*Selected excerpt*.

* begin *

There were design studies and performance projections with J75s of up to 30,000 lbs thrust supplemented by water injection and/or rocket engines. ... .

Any integration info (airframe/engine) on the rocket engine augmentation?

The piece I quoted yesterday from Rear Admiral Gillcrist, also mentioned rocket augmentation.

Also, are we thinking that a J58 for the F8U-3 might be for just higher thrust levels at
Mach 2.6, or are we thinking that a J58 for the F8U-3 would really be for Mach 3?

Interesting question.

I think I can answer my own question above.
I'm still interested in the rocket augmentation integration question too.

A J58 with or without bypass bleeds may be useful for an airliner or something
that cruises supersonic up to Mach 2.5 (without bypass bleeds) or Mach 3 (with
bypass bleeds), but it won't be useful to a fighter, due to it's low pressure ratio.
When a dogfight progresses to subsonic, it won't have the pressure ratio to give
good performance.

So in my opinion a F8U-3 gets no benefit from a J58 as the J75 is better for subsonic
performance.

So a J58 equipped F8U-3 (dogfighter) never existed.

But maybe it was something else, a J58 equipped XF8U-X/XF9U/X??, which was not a
F8U-3, but something else that flies at Mach 3. Maybe it was a Mach 3 Interceptor
or fast attack aircraft or recce, but not a dogfighter.
 
shockonlip said:
Any integration info (airframe/engine) on the rocket engine augmentation?

I haven't finished reviewing and summarizing this aspect of the F8U-3, but my initial impression is that the additional acceleration and altitude wasn't worth the hydrogen peroxide storage problem and reduction of range/endurance. It was of interest (like the Mach 3 capability) because of the need to intercept a supersonic Soviet bomber as far away from the carrier as possible. McDonnell also studied a rocket capability for the F4H, apparently as a store on the belly, and Grumman proposed one on the Design 118 that was submitted in competition with Vought's 401 proposal, which was implemented as the F8U-3. (The FJ-4F was reportedly another example, although some reports suggest it was intended as a test bed for an A3J installation.)

* end *

*Supplied information*.
* begin *

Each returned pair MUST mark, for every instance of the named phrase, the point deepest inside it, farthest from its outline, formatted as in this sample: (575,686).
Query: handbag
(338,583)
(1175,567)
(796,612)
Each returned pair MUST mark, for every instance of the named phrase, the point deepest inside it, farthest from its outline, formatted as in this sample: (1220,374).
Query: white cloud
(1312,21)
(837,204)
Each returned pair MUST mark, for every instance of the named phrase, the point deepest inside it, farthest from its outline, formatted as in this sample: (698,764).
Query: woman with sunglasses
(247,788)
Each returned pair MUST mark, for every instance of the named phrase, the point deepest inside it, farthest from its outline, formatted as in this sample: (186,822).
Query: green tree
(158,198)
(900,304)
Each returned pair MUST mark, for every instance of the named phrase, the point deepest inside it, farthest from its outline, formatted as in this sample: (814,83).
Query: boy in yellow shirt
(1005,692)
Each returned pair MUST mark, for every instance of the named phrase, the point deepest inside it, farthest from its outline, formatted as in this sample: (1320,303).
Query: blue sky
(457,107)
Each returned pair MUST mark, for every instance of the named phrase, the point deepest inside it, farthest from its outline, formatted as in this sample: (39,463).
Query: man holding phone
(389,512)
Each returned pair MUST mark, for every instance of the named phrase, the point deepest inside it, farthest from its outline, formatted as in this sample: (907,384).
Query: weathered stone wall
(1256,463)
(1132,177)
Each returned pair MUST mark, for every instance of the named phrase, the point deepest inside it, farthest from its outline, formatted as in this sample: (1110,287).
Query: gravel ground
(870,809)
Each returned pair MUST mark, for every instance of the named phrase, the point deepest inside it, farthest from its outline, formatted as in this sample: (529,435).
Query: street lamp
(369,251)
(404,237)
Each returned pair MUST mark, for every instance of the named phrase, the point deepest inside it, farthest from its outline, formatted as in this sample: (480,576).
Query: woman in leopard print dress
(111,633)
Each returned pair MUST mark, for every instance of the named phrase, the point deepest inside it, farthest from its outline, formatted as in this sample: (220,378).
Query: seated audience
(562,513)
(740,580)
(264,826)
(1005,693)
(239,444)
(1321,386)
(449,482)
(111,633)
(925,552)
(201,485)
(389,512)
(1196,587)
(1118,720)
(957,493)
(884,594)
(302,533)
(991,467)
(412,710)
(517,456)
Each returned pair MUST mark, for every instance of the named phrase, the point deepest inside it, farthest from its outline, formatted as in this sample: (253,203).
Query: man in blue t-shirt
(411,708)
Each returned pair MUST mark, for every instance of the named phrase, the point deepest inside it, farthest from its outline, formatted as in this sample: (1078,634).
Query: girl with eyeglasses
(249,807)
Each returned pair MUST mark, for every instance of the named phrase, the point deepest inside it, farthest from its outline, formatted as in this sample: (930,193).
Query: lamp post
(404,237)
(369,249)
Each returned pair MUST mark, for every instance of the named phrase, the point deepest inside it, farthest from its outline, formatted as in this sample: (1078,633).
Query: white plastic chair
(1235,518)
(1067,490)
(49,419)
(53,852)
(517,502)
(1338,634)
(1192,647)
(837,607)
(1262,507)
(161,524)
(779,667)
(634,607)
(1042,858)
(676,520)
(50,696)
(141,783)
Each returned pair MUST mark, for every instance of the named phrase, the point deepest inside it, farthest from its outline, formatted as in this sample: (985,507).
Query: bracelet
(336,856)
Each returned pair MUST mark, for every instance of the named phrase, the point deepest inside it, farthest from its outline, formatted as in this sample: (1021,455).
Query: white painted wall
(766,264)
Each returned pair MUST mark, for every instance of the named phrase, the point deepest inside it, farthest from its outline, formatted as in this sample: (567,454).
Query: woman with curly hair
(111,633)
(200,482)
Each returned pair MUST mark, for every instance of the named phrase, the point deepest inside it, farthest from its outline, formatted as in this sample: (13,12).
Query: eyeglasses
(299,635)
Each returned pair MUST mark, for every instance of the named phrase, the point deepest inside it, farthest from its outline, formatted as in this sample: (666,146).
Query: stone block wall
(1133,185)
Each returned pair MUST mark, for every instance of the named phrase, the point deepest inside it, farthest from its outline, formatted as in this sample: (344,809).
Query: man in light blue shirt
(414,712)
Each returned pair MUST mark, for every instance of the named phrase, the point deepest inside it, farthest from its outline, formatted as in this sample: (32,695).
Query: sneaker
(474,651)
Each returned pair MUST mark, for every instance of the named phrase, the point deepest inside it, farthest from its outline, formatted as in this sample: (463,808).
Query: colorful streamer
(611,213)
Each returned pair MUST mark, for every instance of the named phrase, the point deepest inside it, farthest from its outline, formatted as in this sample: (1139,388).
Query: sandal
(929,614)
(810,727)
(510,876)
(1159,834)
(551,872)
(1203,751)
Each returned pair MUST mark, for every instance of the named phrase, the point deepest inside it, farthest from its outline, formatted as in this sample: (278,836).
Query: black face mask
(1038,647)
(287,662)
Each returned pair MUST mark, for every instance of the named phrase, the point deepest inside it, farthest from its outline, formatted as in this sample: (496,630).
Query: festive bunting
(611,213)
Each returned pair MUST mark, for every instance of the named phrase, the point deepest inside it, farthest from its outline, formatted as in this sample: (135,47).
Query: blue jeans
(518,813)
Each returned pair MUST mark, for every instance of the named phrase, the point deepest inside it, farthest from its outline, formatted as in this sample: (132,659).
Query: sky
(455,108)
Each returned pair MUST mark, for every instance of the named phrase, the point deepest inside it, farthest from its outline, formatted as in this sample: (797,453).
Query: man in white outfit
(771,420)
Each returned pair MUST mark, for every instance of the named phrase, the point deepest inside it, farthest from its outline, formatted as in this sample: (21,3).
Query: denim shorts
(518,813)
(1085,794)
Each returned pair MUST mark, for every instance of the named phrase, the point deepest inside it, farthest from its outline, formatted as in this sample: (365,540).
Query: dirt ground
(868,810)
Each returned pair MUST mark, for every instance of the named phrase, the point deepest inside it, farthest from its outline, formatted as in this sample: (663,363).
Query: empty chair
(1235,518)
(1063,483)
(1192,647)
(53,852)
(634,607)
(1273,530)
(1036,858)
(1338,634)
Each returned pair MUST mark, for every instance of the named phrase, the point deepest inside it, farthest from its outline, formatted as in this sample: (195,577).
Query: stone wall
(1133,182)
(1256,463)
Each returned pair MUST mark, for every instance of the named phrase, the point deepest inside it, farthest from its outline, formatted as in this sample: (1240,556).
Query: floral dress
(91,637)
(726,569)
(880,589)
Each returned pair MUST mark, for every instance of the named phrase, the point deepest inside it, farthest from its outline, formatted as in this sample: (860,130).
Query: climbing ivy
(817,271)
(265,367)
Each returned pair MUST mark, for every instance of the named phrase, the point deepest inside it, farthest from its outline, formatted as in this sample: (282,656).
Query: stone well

* end *

*Work to do*.
1. Quote the F8U-3 forum thread above word for word, everything from "A J58 with or" down to "good performance.".
2. Continue the F8U-3 forum thread above, picking up after its final sentence.

*Expected answers*.
1.
A J58 with or without bypass bleeds may be useful for an airliner or something
that cruises supersonic up to Mach 2.5 (without bypass bleeds) or Mach 3 (with
bypass bleeds), but it won't be useful to a fighter, due to it's low pressure ratio.
When a dogfight progresses to subsonic, it won't have the pressure ratio to give
good performance.

2.
shockonlip said:
shockonlip said:
Tailspin Turtle said:
sferrin said:
I always wondered why the prototypes had a 29k J-75 (some sort of oddball that) while the production models would have only had 25k. You'd think they'd have kept the higher powered motor.
...
There were design studies and performance projections with J75s of up to 30,000 lbs thrust supplemented by water injection and/or rocket engines. ... .

Any integration info (airframe/engine) on the rocket engine augmentation?

The piece I quoted yesterday from Rear Admiral Gillcrist, also mentioned rocket augmentation.

Also, are we thinking that a J58 for the F8U-3 might be for just higher thrust levels at
Mach 2.6, or are we thinking that a J58 for the F8U-3 would really be for Mach 3?

Interesting question.

I think I can answer my own question above.
I'm still interested in the rocket augmentation integration question too.

A J58 with or without bypass bleeds may be useful for an airliner or something
that cruises supersonic up to Mach 2.5 (without bypass bleeds) or Mach 3 (with
bypass bleeds), but it won't be useful to a fighter, due to it's low pressure ratio.
When a dogfight progresses to subsonic, it won't have the pressure ratio to give
good performance.

So in my opinion a F8U-3 gets no benefit from a J58 as the J75 is better for subsonic
performance.

So a J58 equipped F8U-3 (dogfighter) never existed.

But maybe it was something else, a J58 equipped XF8U-X/XF9U/X??, which was not a
F8U-3, but something else that flies at Mach 3. Maybe it was a Mach 3 Interceptor
or fast attack aircraft or recce, but not a dogfighter.

The thing that I've seen many times re: the J-58 is the phrase "originally conceived for a navy attack aircraft" but never is any light shed on what that might be. ???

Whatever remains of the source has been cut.